→ Set exercise
Reproduce the following lines word for word, leaving out any pictures.

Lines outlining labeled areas
━━━━━━━━

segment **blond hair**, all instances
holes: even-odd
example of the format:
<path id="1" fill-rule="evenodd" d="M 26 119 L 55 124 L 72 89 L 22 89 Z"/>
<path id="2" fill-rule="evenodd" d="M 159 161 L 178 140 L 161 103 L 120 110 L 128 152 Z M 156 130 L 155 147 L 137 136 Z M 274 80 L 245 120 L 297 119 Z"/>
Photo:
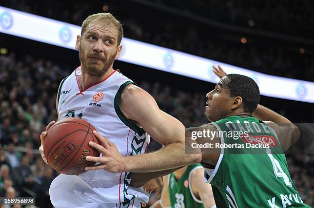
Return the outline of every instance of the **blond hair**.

━━━━━━━━

→ Completed task
segment **blond hair**, all instances
holes: even-odd
example of the format:
<path id="1" fill-rule="evenodd" d="M 26 119 L 55 124 L 72 89 L 22 89 Z"/>
<path id="2" fill-rule="evenodd" d="M 159 161 L 178 140 L 161 103 L 120 110 L 128 152 Z M 156 130 L 155 147 L 137 136 Z M 274 80 L 245 120 L 297 119 Z"/>
Photo:
Return the outline of every instance of the **blond hair**.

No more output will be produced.